Task objective: A verbatim copy of the lines from the one with "Please pin the brown" through the final line below is required; print it and nothing else.

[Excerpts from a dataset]
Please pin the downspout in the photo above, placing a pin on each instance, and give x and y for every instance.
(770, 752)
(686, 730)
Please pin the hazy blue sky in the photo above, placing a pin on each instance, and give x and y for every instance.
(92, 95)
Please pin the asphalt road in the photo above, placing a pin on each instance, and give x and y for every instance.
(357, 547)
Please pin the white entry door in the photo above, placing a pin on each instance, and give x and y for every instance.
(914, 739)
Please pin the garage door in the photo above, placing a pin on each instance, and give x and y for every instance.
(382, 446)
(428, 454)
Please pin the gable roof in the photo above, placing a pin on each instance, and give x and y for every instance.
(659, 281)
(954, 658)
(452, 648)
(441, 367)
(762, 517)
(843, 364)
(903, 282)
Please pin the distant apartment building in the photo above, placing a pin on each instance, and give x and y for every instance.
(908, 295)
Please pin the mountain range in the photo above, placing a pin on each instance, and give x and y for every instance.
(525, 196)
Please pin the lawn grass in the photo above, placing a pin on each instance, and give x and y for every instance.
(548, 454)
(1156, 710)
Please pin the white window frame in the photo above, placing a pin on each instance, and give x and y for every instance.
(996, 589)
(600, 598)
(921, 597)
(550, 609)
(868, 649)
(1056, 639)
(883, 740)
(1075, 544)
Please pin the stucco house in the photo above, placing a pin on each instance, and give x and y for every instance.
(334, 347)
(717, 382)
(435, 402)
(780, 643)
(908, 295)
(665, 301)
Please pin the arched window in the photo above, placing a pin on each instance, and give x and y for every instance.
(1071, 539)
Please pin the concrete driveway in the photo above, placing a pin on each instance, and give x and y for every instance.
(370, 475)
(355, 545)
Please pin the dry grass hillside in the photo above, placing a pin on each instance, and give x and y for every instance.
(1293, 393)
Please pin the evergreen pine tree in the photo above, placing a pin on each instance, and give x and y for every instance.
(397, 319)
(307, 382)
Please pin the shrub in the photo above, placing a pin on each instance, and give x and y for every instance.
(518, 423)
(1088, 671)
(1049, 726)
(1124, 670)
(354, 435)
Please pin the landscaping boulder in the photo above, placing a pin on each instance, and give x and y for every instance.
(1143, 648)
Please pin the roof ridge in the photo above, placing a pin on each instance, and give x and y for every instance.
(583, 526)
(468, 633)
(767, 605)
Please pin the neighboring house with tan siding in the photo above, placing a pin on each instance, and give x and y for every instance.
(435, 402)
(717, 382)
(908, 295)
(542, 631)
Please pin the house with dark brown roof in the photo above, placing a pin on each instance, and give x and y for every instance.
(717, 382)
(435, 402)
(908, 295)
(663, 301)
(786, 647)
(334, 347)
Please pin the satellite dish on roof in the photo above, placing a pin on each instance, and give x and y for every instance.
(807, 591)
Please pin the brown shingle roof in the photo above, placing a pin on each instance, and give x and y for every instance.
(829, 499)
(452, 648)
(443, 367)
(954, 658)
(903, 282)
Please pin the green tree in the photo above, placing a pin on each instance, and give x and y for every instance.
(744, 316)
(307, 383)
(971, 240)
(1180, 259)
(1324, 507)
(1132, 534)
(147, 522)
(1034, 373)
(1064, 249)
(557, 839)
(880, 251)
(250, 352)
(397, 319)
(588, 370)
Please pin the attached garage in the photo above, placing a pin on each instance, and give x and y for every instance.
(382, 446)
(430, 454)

Answer to this task:
Please pin the brown shingle roof in the photo above, placing a pin on each instance, and give x and y for every instance.
(829, 499)
(452, 648)
(443, 367)
(954, 658)
(903, 282)
Please pin the green tree in the photo above, placing a pin on each instance, and give x and y for every instance.
(744, 316)
(307, 383)
(971, 240)
(1180, 259)
(1324, 507)
(1132, 534)
(147, 522)
(1034, 373)
(1064, 249)
(557, 839)
(880, 251)
(250, 352)
(397, 319)
(588, 370)
Please pin the attached garage in the photo above, placing a pin on each instance, and give x and y for every instance.
(382, 446)
(430, 454)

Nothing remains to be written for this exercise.